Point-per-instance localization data
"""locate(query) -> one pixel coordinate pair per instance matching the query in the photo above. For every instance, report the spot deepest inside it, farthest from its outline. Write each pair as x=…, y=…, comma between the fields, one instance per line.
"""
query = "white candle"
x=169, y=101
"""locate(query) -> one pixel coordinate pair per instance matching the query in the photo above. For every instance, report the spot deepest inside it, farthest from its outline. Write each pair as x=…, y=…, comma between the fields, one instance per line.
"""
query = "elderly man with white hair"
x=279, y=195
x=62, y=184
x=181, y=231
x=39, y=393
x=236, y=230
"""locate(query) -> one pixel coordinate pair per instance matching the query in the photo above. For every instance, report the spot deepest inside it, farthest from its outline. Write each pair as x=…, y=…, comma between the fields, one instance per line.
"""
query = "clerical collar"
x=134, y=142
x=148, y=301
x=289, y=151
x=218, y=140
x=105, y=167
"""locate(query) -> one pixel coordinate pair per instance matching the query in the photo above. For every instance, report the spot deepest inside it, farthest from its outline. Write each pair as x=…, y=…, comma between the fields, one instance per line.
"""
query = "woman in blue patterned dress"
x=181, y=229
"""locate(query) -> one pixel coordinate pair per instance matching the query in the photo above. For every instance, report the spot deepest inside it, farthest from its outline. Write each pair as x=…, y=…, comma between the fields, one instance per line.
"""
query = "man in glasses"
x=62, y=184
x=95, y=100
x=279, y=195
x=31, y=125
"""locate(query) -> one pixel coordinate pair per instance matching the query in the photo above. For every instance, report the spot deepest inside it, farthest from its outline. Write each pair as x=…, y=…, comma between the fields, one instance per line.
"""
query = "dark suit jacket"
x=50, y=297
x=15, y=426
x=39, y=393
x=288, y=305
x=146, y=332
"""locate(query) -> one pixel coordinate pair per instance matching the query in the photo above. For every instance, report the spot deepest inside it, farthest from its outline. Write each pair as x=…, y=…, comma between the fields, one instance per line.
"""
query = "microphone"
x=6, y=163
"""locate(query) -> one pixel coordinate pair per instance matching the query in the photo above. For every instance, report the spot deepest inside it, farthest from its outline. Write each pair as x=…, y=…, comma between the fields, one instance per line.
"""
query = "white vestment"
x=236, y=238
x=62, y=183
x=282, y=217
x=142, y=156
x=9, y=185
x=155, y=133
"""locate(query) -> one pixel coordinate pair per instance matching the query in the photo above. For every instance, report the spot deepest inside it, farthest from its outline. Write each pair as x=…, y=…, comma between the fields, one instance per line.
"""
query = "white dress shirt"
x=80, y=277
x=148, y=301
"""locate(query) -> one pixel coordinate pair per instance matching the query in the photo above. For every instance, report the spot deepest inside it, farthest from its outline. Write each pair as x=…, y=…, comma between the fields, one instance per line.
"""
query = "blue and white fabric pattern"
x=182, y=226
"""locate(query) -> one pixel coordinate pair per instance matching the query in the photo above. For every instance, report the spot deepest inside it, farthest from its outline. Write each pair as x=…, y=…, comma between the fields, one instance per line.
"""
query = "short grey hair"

* **Your assignment**:
What you give back should match the entries above exactly.

* **Your response**:
"""locate(query) -> one pixel coordinate pair per instance matching the query in the photo above. For every instance, report the spot deepest inside it, farthest from its outline. Write each pair as x=…, y=…, comma between the fields, one instance per line.
"""
query = "white candle"
x=169, y=101
"""locate(query) -> one pixel coordinate pair per instance matching the query in the photo above. For every instance, report the spot deepest inside it, farthest from its outline. Write each pair as x=…, y=…, comma between the fields, one instance per line.
"""
query = "elderly man with white hair"
x=279, y=195
x=62, y=184
x=181, y=231
x=39, y=393
x=236, y=230
"""locate(query) -> one pixel coordinate pair per instance matching the query in the photo above. For every instance, report the spot deepest inside it, farthest from its outline. Write each pair as x=…, y=…, comma between the fields, one instance per line.
"""
query = "clerical collar"
x=134, y=142
x=148, y=301
x=289, y=151
x=218, y=140
x=105, y=167
"""locate(query) -> one pixel coordinate pair per instance matching the query in the photo above. For every instance, report the spot deepest inside it, farthest from its outline. Write each pair as x=…, y=…, comma between the fields, one instance per line.
"""
query = "woman in blue patterned dress"
x=181, y=229
"""locate(query) -> one pixel coordinate pair per instance matching the query in the photo above. For every instance, report the spot deepest inside it, farthest from its outline. Write each pair as x=…, y=…, comma between the fields, one instance per line.
"""
query = "man in glasses"
x=62, y=184
x=95, y=100
x=279, y=195
x=31, y=125
"""locate(query) -> one pixel coordinate pair per instance matching the query in the photo above. For every instance, report the spot deepest inside it, farthest from its outline. Write each pair as x=…, y=…, comma between the fields, one instance per line.
"""
query = "dark suit jacket"
x=50, y=297
x=15, y=426
x=39, y=393
x=288, y=305
x=146, y=332
"""locate(query) -> one pixel coordinate pair per instance matching the query in the photo above. For every instance, report the spot deepest inside it, farthest from its outline. Write each pair as x=…, y=…, comma between the fields, one instance per line.
"""
query = "microphone"
x=6, y=163
"""locate(query) -> one pixel coordinate pair per instance matching the query in the photo above. For every instance, report the spot deepest inside it, farthest from its outline. Write each pair as x=…, y=…, comma between the fields, one instance per line.
"""
query = "white vestment"
x=236, y=238
x=62, y=183
x=282, y=217
x=142, y=156
x=9, y=185
x=155, y=133
"""locate(query) -> one pixel coordinate pair per instance matching the query in the photo above. For every instance, report the spot deepest inside it, farthest from its outline. Write each pair as x=…, y=…, comma between the fields, one instance per line.
"""
query = "white dress shirt"
x=80, y=277
x=148, y=301
"""locate(query) -> one pixel coordinate pair per instance matching the query in the photo above. For every instance, report the spot deepest inside it, farthest from its outline. Write each pair as x=…, y=…, comma between the fields, one instance per line.
"""
query = "blue and white fabric pattern"
x=182, y=226
"""locate(query) -> one pixel coordinate pair per instance matching the query in the photo above. For every instance, report the spot deepest inside it, farthest from its outline. Write each pair as x=…, y=…, comma between the fields, one instance per line.
"""
query = "short grey hair"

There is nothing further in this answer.